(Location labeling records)

>>>>

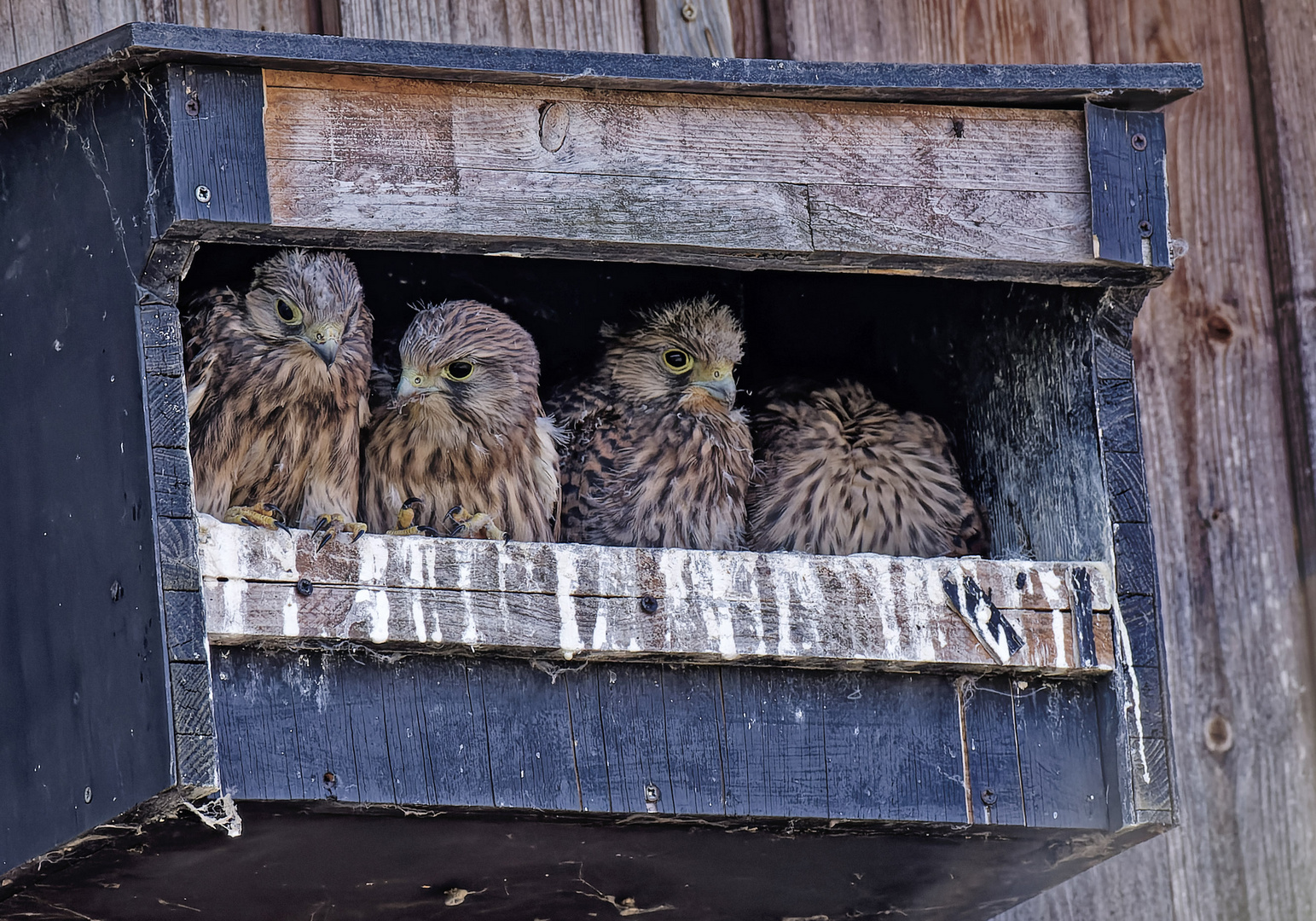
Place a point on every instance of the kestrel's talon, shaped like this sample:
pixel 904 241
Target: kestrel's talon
pixel 336 524
pixel 266 515
pixel 474 525
pixel 407 525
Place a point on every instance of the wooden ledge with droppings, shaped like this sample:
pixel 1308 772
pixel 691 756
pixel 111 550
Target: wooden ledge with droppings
pixel 566 600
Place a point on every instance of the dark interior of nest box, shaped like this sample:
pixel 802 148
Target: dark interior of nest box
pixel 1006 368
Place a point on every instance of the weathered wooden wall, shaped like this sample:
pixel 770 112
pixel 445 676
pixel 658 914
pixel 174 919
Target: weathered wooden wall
pixel 1209 349
pixel 1223 350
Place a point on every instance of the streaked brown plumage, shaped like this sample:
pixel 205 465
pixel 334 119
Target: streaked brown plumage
pixel 276 388
pixel 844 472
pixel 657 455
pixel 479 441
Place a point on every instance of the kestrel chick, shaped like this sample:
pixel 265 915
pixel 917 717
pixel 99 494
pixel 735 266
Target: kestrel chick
pixel 657 453
pixel 466 429
pixel 844 472
pixel 276 394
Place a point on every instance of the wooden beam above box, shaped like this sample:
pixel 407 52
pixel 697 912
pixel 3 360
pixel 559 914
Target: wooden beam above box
pixel 564 600
pixel 675 177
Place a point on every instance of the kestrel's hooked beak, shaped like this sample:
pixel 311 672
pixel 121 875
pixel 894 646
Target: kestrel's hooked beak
pixel 324 339
pixel 715 378
pixel 409 390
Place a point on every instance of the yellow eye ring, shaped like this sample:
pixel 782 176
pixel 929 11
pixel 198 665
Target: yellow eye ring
pixel 288 313
pixel 676 361
pixel 458 370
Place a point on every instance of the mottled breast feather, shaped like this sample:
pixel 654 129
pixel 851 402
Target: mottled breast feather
pixel 649 460
pixel 841 472
pixel 482 443
pixel 270 420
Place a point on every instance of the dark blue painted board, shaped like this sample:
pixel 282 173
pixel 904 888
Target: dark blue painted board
pixel 591 749
pixel 695 727
pixel 996 787
pixel 256 727
pixel 635 736
pixel 775 758
pixel 892 748
pixel 712 739
pixel 1059 754
pixel 530 731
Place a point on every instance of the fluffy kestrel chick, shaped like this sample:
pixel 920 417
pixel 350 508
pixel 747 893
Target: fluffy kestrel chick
pixel 465 431
pixel 844 472
pixel 657 453
pixel 276 394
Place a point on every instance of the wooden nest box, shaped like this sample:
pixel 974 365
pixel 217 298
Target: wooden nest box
pixel 557 729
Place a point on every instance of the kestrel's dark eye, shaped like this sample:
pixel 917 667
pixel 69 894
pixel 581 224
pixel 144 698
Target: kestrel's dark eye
pixel 287 312
pixel 458 370
pixel 676 361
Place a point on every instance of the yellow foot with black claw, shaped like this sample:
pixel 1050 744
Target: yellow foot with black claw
pixel 407 525
pixel 474 525
pixel 334 524
pixel 266 515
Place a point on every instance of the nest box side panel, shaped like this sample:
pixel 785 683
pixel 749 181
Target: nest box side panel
pixel 83 686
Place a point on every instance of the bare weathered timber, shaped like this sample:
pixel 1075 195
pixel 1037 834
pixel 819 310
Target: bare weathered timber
pixel 688 28
pixel 933 31
pixel 598 26
pixel 795 178
pixel 591 601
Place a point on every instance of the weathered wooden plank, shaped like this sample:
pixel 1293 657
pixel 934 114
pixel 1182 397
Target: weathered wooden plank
pixel 360 120
pixel 232 552
pixel 959 224
pixel 933 31
pixel 598 26
pixel 693 29
pixel 411 155
pixel 569 600
pixel 548 206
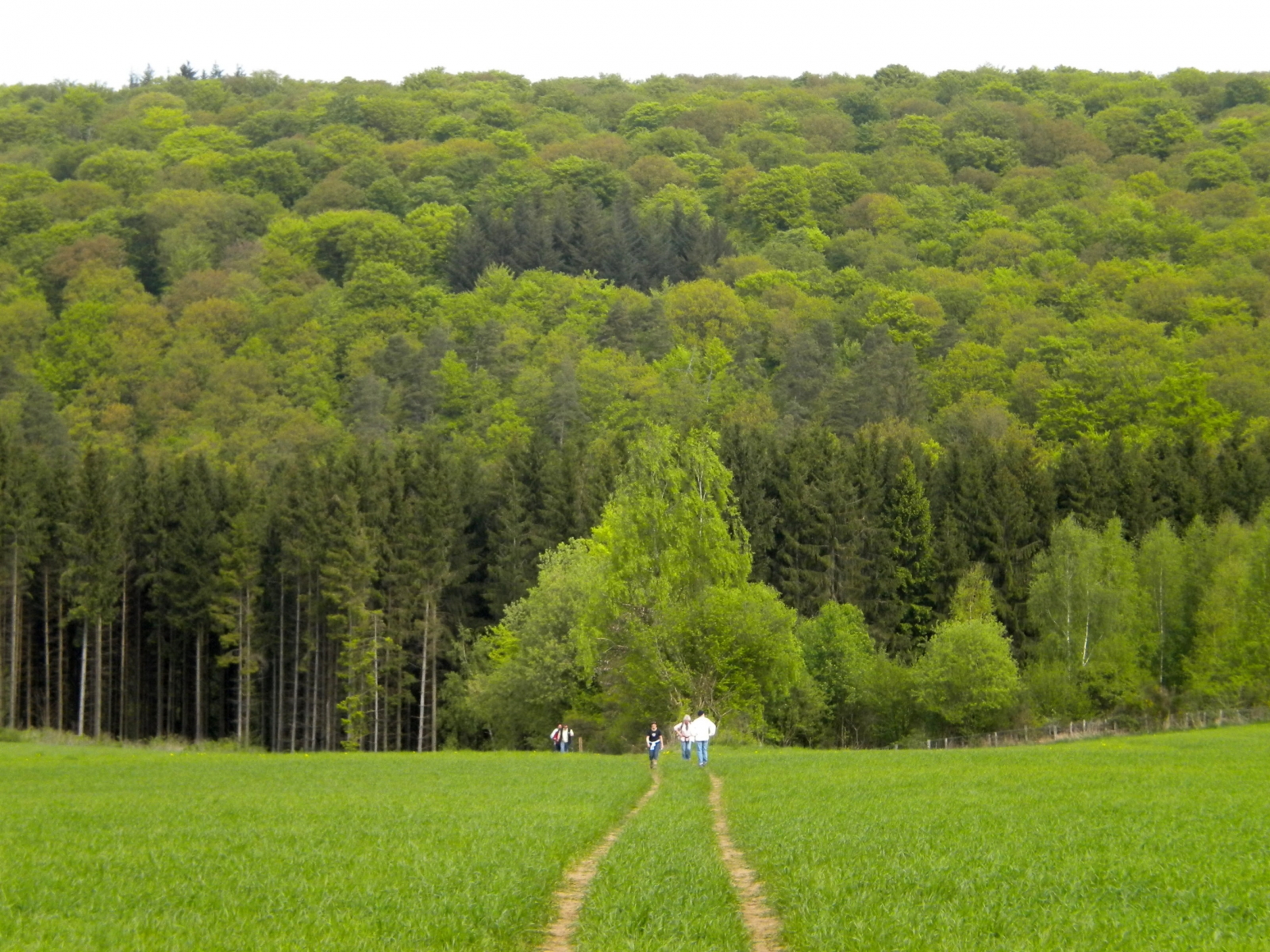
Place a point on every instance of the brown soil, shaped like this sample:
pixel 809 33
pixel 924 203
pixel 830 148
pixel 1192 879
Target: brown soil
pixel 761 922
pixel 578 879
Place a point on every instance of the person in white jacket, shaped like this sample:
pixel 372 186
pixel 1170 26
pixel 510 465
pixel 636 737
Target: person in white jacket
pixel 700 733
pixel 683 730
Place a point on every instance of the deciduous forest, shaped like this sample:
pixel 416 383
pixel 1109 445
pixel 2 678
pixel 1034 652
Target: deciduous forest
pixel 429 414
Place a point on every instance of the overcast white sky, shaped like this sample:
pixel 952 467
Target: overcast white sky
pixel 387 40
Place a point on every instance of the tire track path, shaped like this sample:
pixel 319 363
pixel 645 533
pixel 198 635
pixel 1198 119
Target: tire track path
pixel 577 881
pixel 761 922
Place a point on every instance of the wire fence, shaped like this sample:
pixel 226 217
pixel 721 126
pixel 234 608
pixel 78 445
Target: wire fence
pixel 1057 731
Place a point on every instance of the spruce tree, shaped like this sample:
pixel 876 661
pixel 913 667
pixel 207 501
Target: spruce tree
pixel 908 514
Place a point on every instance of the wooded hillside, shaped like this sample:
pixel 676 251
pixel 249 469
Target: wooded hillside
pixel 298 380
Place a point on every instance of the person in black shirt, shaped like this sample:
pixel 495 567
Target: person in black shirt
pixel 654 746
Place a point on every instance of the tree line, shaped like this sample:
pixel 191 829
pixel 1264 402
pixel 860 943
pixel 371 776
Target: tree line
pixel 368 598
pixel 300 381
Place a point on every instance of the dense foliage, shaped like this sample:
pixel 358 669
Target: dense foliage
pixel 298 380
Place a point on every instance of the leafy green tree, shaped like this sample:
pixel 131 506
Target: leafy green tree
pixel 1231 660
pixel 968 677
pixel 1086 602
pixel 1162 573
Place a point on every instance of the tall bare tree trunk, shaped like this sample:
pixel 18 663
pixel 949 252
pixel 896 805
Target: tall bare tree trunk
pixel 375 683
pixel 247 676
pixel 83 679
pixel 198 687
pixel 279 672
pixel 423 677
pixel 14 638
pixel 48 666
pixel 159 730
pixel 124 659
pixel 61 663
pixel 97 682
pixel 295 676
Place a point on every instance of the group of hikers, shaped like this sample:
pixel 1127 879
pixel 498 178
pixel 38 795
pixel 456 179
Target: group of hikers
pixel 689 733
pixel 562 738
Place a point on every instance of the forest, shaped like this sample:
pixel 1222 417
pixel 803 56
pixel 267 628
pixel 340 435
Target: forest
pixel 857 409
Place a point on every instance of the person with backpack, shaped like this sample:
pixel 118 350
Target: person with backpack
pixel 654 746
pixel 683 730
pixel 700 731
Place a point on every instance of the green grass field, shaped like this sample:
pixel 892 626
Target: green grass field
pixel 664 886
pixel 1133 844
pixel 1140 843
pixel 135 850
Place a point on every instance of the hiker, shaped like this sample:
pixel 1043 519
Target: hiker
pixel 683 731
pixel 654 746
pixel 700 731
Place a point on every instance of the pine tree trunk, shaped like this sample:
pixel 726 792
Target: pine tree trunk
pixel 97 681
pixel 247 674
pixel 423 678
pixel 433 723
pixel 159 730
pixel 61 663
pixel 83 681
pixel 124 658
pixel 14 638
pixel 198 687
pixel 48 668
pixel 295 676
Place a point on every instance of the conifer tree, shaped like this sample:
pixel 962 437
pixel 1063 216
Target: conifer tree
pixel 908 514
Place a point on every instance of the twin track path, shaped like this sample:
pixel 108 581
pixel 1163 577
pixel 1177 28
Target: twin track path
pixel 577 881
pixel 760 920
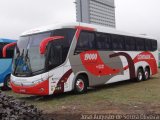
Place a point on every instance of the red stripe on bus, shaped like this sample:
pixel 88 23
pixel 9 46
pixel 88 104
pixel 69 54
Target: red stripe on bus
pixel 80 28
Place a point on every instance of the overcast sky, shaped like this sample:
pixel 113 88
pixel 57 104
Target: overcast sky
pixel 17 16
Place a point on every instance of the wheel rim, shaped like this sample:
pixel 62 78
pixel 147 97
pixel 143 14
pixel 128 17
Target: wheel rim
pixel 140 76
pixel 146 74
pixel 80 85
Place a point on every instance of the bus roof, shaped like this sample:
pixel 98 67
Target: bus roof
pixel 98 28
pixel 7 40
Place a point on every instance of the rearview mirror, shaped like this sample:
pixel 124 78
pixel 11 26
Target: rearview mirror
pixel 45 42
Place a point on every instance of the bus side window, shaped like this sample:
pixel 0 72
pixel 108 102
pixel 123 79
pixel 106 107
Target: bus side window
pixel 118 43
pixel 154 45
pixel 10 51
pixel 140 44
pixel 103 41
pixel 85 42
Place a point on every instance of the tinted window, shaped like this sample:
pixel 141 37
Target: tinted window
pixel 67 33
pixel 140 44
pixel 86 41
pixel 10 51
pixel 103 41
pixel 154 45
pixel 118 42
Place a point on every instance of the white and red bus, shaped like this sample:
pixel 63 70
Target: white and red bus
pixel 62 58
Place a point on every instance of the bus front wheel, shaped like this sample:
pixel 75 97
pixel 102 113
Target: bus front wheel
pixel 80 85
pixel 140 75
pixel 7 85
pixel 147 73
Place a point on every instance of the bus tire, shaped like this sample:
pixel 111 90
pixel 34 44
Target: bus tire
pixel 80 85
pixel 140 75
pixel 7 83
pixel 147 74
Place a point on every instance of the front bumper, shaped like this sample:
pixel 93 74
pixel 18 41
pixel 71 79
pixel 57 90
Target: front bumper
pixel 38 89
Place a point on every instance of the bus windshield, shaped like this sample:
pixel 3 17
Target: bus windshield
pixel 27 58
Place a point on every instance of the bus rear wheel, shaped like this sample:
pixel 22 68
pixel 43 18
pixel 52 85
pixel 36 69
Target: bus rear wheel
pixel 80 85
pixel 7 85
pixel 140 75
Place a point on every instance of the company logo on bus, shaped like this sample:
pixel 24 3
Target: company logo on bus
pixel 90 57
pixel 144 57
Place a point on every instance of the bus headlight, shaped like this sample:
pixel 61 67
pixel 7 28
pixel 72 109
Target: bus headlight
pixel 37 81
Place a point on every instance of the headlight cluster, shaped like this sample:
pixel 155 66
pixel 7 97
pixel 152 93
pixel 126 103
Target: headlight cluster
pixel 38 81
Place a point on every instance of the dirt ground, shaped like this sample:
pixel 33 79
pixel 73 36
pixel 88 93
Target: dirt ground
pixel 124 98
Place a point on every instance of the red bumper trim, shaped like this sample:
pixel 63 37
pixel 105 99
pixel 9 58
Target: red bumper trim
pixel 39 89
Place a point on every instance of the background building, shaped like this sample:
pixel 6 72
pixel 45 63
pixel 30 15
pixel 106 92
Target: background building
pixel 96 12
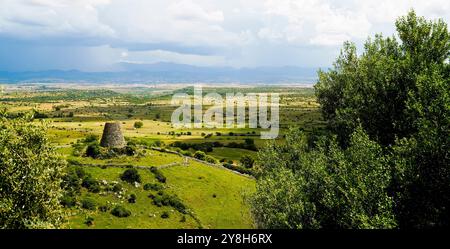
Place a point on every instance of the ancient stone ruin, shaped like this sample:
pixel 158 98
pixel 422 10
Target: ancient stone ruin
pixel 112 136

<<<<

Task to complete =>
Skip the pictures. Please copy exactly the lines from the one with "Place a point on every instance of the bus windshield, shaped" through the final line of the material above, both ends included.

Task result =>
Place a point on every instance of the bus windshield, shaped like this sample:
pixel 3 17
Target: bus windshield
pixel 27 58
Place a point on every instance of the bus rear wheel, shaped like this sample:
pixel 22 68
pixel 43 18
pixel 52 85
pixel 36 69
Target: bus rear wheel
pixel 80 85
pixel 7 85
pixel 140 75
Place a point on every instance of the company logo on bus, shaped like this sample:
pixel 24 3
Target: company logo on bus
pixel 90 57
pixel 144 57
Place a point on every instance of the bus headlight, shaped like this sample:
pixel 61 67
pixel 7 28
pixel 72 109
Target: bus headlight
pixel 37 81
Place a point on every instance of the headlight cluster, shaped like this sample:
pixel 155 66
pixel 7 97
pixel 152 93
pixel 126 103
Target: headlight cluster
pixel 38 81
Place a point on every instance of the dirt ground, shaped like this sample:
pixel 33 79
pixel 73 36
pixel 88 93
Target: dirt ground
pixel 124 98
Place a point on every instance of the red bumper trim, shaped like this sample:
pixel 63 37
pixel 105 99
pixel 9 58
Target: red bumper trim
pixel 39 89
Place a point on every instance of the background building, shaped like this sample:
pixel 6 72
pixel 45 63
pixel 30 15
pixel 106 92
Target: background building
pixel 96 12
Place a point on every instance of the ancient stone ruin, shaped like this sample:
pixel 158 98
pixel 422 10
Target: ancient stone ruin
pixel 112 136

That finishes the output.